I have a set of points I want to fit a curve to. The curve must be monotonic (never decreasing in value) i.e. the curve can only go upward or stay flat.
I originally had been polyfitting my results and this had been working great until I found a particular dataset. The polyfit for data in this dataset was non-monotonic.
I did some research and found a possible solution in this post:
Use lsqlin. Constrain the first derivative to be non-negative at both
ends of the domain of interest.
I'm coming from a programming rather than math background so this is a little beyond me. I don't know how to constrain the first derivative to be non-negative as he said. Also, I think in my case I need a curve so I should use lsqcurvefit but I don't know how to constrain it to produce monotonic curves.
Further research turned up this post recommending lsqcurvefit but I can't figure out how to use the important part:
Try this non-linear function F(x) also. You use it together with
lsqcurvefit but it require a start guess on the parameters. But it is
a nice analytic expression to give as a semi-empirical formula in a
paper or a report.
%Monotone function F(x), with c0,c1,c2,c3 varitional constants F(x)=
c3 + exp(c0 - c1^2/(4*c2))sqrt(pi)...
Erfi((c1 + 2*c2*x)/(2*sqrt(c2))))/(2*sqrt(c2))
%Erfi(x)=erf(i*x) (look mathematica) but the function %looks much like
x^3 %derivative f(x), probability density f(x)>=0
f(x)=dF/dx=exp(c0+c1*x+c2*x.^2)
I must have a monotonic curve but I'm not sure how to do it, even with all of this information. Would a random number be enough for a "start guess". Is lsqcurvefit best? How can I use it to produce a best fitting monotonic curve?
Thanks
Here is a simple solution using lsqlin. The derivative constrain is enforced in each data point, this could be easily modified if needed.
Two coefficient matrices are needed, one (C) for least square error calculation and one (A) for derivatives in the data points.
% Following lsqlin's notations
%--------------------------------------------------------------------------
% PRE-PROCESSING
%--------------------------------------------------------------------------
% for reproducibility
rng(125)

◆ **TASK LIST**:
1 - For each statement about the monotonic curve-fitting thread, say yes or no on whether it agrees with the thread, and quote the thread's deciding words: (a) polyfit gave non-monotonic results for every dataset the poster tried; (b) the lsqlin answer enforces the derivative constraint in each data point; (c) the lsqlin answer needs only one coefficient matrix.
2 - Resume the monotonic curve-fitting thread right after its last line, "rng(125)".

◆ **INFORMATION PROVIDED**:
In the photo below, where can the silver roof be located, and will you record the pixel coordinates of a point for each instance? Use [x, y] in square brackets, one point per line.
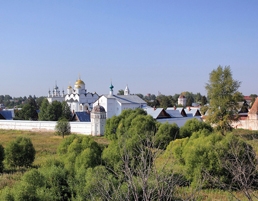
[126, 98]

◆ **ANSWERS IN ORDER**:
1 -
(a) No: "this had been working great until I found a particular dataset."
(b) Yes: "The derivative constrain is enforced in each data point"
(c) No: "Two coefficient matrices are needed"

2 -
degree = 3;
n_data = 10;
% dummy data
x = rand(n_data,1);
d = rand(n_data,1) + linspace(0,1,n_data).';
% limit on derivative - in each data point
b = zeros(n_data,1);
% coefficient matrix
C = nan(n_data, degree+1);
% derivative coefficient matrix
A = nan(n_data, degree);
% loop over polynomial terms
for ii = 1:degree+1
C(:,ii) = x.^(ii-1);
A(:,ii) = (ii-1)*x.^(ii-2);
end
%--------------------------------------------------------------------------
% FIT - LSQ
%--------------------------------------------------------------------------
% Unconstrained
% p1 = pinv(C)*y
p1 = fliplr((C\d).')
p2 = polyfit(x,d,degree)
% Constrained
p3 = fliplr(lsqlin(C,d,-A,b).')
%--------------------------------------------------------------------------
% PLOT
%--------------------------------------------------------------------------
xx = linspace(0,1,100);
plot(x, d, 'x')
hold on
plot(xx, polyval(p1, xx))
plot(xx, polyval(p2, xx),'--')
plot(xx, polyval(p3, xx))
legend('data', 'lsq-pseudo-inv', 'lsq-polyfit', 'lsq-constrained', 'Location', 'southoutside')
xlabel('X')
ylabel('Y')
For the specified input the fitted curves:
Actually this code is more general than what you requested, since the degree of polynomial can be changed as well.
EDIT: enforce derivative constrain in additional points
The issue pointed out in the comments is due to that the derivative checks are enforced only in the data points. Between those no checks are performed. Below is a solution to alleviate this problem. The idea: convert the problem to an unconstrained optimization by using a penalty term.
Note that it is using a term pen to penalize the violation of the derivative check, thus the result is not a true least square error solution. Additionally, the result is dependent on the penalty function.
function lsqfit_constr
% Following lsqlin's notations
%--------------------------------------------------------------------------
% PRE-PROCESSING
%--------------------------------------------------------------------------
% for reproducibility
rng(125)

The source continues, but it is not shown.